(Records to process Opens)

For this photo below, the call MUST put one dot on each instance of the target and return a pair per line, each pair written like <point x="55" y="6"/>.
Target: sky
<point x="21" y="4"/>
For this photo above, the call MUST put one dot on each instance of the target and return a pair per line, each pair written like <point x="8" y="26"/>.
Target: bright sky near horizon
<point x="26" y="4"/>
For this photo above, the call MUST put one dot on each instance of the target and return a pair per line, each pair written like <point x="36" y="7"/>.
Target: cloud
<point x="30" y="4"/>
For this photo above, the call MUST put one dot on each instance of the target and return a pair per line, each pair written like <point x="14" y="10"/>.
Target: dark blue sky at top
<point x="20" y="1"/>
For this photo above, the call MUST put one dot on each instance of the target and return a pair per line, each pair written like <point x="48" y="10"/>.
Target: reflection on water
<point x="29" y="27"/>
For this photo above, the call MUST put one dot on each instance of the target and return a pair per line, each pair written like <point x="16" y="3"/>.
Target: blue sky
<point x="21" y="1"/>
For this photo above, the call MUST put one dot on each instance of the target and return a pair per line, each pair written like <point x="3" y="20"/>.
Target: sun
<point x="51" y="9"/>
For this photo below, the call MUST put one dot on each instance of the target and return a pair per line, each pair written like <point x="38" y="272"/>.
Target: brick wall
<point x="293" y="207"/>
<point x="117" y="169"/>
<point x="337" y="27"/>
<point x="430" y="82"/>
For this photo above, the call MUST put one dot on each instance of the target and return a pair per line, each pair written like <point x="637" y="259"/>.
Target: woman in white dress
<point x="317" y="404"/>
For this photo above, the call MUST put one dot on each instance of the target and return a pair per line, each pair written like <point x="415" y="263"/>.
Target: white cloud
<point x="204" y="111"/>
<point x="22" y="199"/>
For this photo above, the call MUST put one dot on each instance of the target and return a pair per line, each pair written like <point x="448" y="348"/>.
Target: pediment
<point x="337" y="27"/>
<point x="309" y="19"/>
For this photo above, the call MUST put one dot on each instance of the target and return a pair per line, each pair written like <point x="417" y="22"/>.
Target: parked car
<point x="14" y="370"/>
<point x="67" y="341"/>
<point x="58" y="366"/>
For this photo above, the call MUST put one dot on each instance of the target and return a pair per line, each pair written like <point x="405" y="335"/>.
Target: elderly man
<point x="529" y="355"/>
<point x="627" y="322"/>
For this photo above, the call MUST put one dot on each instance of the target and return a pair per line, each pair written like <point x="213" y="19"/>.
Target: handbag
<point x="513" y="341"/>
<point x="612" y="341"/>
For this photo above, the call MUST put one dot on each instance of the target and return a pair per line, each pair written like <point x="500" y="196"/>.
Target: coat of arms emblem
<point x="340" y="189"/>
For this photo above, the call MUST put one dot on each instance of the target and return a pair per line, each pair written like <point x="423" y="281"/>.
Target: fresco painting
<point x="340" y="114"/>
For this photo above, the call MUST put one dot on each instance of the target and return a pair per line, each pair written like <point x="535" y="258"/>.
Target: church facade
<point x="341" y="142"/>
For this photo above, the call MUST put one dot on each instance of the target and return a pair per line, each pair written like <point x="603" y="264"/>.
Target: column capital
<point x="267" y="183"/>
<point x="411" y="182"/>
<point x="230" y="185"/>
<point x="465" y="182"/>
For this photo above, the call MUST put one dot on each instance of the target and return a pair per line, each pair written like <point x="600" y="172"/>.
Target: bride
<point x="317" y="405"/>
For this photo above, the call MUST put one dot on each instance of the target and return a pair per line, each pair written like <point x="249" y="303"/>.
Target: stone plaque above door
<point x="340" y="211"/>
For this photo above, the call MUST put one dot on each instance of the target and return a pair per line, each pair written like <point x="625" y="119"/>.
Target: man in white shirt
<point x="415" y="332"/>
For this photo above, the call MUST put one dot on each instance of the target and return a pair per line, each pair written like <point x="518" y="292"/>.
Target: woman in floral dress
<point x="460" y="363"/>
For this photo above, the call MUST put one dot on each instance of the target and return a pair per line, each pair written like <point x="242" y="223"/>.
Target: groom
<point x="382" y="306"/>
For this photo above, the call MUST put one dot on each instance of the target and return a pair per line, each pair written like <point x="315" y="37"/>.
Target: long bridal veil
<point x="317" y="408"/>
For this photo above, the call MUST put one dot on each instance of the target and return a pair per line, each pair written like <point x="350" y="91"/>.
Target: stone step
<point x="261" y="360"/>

(Records to process Closes)
(Records to process Opens)

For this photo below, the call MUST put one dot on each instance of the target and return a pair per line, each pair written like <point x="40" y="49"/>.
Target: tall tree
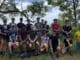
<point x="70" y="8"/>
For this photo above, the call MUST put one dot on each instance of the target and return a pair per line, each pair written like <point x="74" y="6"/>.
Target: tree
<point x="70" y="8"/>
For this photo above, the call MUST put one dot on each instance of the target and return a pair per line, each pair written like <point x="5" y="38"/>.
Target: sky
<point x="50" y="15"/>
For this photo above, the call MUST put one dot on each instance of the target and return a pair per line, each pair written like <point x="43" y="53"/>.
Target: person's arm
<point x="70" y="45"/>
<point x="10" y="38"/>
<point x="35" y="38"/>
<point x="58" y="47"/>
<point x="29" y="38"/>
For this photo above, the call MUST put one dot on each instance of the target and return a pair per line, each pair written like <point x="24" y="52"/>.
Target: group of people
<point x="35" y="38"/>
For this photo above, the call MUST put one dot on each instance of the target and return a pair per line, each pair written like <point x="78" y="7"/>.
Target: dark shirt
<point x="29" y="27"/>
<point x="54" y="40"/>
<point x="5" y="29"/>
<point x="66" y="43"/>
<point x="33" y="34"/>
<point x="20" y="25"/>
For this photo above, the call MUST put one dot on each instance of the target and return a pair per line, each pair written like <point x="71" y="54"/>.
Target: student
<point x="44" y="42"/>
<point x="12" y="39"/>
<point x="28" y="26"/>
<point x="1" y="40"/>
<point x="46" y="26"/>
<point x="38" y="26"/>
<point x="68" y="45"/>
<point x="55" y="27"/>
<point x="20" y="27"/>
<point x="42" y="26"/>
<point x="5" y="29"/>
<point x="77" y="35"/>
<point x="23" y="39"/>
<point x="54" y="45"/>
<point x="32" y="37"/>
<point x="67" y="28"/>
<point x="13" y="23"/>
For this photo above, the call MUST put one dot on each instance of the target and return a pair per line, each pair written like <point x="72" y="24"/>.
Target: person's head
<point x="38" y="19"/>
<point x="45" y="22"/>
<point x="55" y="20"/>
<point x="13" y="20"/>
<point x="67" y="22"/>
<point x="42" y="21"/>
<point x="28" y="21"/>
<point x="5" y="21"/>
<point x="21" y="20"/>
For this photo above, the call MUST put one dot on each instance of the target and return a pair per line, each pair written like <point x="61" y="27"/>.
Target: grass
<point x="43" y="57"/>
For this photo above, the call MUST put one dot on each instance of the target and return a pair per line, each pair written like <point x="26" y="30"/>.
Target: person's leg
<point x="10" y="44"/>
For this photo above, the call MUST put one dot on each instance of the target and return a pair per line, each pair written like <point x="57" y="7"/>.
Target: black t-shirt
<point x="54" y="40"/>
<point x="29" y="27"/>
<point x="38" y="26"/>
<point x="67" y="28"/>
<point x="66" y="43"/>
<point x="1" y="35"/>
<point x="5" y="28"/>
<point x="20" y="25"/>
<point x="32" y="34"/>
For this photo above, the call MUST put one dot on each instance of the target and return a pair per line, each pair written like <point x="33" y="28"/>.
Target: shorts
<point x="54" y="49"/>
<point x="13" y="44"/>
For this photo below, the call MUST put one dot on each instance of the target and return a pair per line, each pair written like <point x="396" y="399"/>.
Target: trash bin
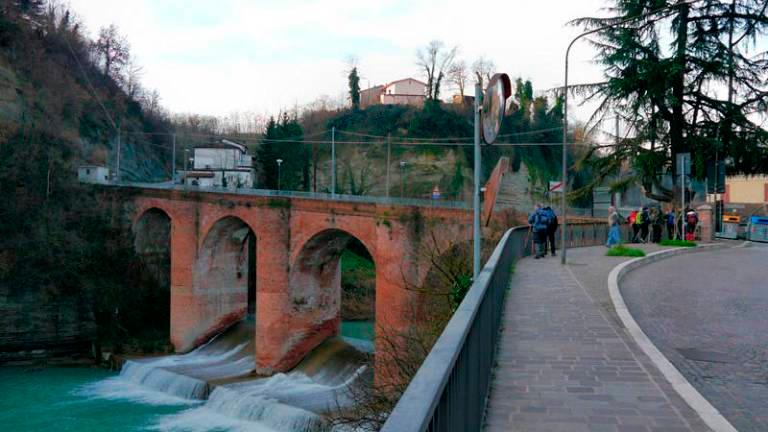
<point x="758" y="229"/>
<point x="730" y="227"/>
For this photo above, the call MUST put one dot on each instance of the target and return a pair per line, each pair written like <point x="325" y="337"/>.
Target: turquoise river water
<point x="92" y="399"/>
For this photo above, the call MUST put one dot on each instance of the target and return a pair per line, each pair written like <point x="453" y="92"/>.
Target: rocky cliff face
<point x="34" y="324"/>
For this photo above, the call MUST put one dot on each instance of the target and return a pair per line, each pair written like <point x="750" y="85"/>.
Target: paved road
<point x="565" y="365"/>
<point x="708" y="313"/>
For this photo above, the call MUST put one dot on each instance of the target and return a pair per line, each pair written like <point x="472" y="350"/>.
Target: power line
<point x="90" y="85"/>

(Records to process Closes)

- **Requirement**: Copy each line above where "below" appears.

- **Completed exercise**:
For this photo below, the call MUST put one dot on each instance of the target and return a pair per line, each pair written like <point x="55" y="6"/>.
For this photo below, the call MUST put one dot on each instance of the target and return a pair per line, each pair written like <point x="38" y="272"/>.
For this photo below, the call MUST put one dot on each instance of the target and return a pair per line, each pair written like <point x="40" y="49"/>.
For this photo below, the call MUST put one dot on each instance of the target and return a pair per line, each pair written like <point x="396" y="399"/>.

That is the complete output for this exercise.